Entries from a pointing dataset

————

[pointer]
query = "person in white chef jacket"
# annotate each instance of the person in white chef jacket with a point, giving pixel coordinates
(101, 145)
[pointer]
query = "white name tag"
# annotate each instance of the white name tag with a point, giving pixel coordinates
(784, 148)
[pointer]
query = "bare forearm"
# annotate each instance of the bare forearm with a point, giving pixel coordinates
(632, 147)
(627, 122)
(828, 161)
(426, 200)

————

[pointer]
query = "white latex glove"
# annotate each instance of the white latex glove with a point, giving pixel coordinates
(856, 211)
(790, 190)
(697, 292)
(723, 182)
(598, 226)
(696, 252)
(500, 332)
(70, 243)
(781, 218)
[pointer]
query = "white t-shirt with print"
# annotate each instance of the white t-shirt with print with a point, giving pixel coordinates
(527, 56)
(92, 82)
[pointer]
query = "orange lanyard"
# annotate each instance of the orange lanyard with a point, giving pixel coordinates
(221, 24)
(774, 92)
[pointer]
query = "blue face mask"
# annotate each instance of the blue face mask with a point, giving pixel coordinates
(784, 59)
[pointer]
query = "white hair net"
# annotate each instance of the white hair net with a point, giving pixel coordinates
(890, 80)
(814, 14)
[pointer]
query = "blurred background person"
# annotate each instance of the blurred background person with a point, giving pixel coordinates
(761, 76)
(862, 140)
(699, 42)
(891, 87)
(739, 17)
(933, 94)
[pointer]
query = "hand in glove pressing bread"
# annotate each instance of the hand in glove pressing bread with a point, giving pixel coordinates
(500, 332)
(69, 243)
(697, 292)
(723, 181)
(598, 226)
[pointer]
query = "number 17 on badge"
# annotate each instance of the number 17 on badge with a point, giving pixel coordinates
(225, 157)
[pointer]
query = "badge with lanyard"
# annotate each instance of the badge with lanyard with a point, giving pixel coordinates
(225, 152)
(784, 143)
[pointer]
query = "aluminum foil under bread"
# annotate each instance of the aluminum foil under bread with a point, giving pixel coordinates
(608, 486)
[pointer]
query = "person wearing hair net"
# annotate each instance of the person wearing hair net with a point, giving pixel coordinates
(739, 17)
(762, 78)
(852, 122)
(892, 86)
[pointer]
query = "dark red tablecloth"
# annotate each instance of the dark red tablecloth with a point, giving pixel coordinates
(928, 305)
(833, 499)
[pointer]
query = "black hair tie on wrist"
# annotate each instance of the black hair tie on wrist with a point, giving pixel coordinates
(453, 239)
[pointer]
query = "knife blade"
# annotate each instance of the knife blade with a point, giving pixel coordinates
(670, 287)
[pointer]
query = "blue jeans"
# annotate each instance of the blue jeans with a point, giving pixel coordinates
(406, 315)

————

• _Task prompt_
Count the lines in the rows above that contain the string "dark", matching case exactly. Reply with the number alone.

• _Result for this task_
2